作業課題 1: コロナ後遺症の記事では、「罹患後症状外来」の受診者は開設から半年で何人を超えたとされているか。
作業課題 2: コロナ後遺症の記事の続きを、最後の文の後から書いてください。

抜粋:
コロナ後遺症、茨城で相談増 半年で外来1000人超
2022年10月7日 (金)配信茨城新聞
茨城県で新型コロナウイルス感染による後遺症の相談が増えている。県医師会と県が連携する「罹患(りかん)後症状外来」の開設から半年がたち、せきの症状や倦怠(けんたい)感などを中心に受診者は千人を超えた。ただ「受診はごく一部にとどまり、実際にはかなりの数がいる」(医療関係者)とみられ、県は同外来や後遺症に対する認知度を向上させる方針。
コロナ禍で発熱外来などを担う日立市大沼町の根道ケ丘クリニックでは、4月からの後遺症が疑われる患者が100人を超えた。半年前は数日に1件ほどだった受診件数は、最近は連日5~10件に増えるなど受診者数は9月に入り、さらに増加傾向にある。

データ欄:
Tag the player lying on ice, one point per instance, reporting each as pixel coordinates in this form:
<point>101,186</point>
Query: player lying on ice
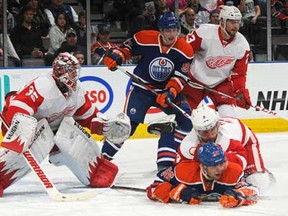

解答欄 1: 千人を超えた。

解答欄 2:
「療養期間を終えていったん症状が治まった後、2~3週間たって再びだるさなどを訴える患者さんは多い」。中広一善院長は状況を説明する。症状では、せきや倦怠感、頭痛などが多く「投薬により症状を和らげるうちに改善に向かう」ケースが多いという。
新型コロナウイルスの後遺症診療に対応しようと、県医師会は3月22日から県と連携し、罹患後症状外来を県内51医療機関に設置。段階的に施設数を増やし、9月末現在、県内29市町の計83医療機関で診療体制を整備している。
同会によると、受診者数は9月11日現在で累計1092人。流行「第7波」による感染者の増加に伴い、特に呼吸器内科や耳鼻咽喉科を中心に受診が目立つ。増加の要因について、中広院長は「感染者そのものが増えたこともあるが、(9月半ば以降)感染が落ち着き、医療機関が後遺症診療にも手を回せるようになってきた」との背景を説明する。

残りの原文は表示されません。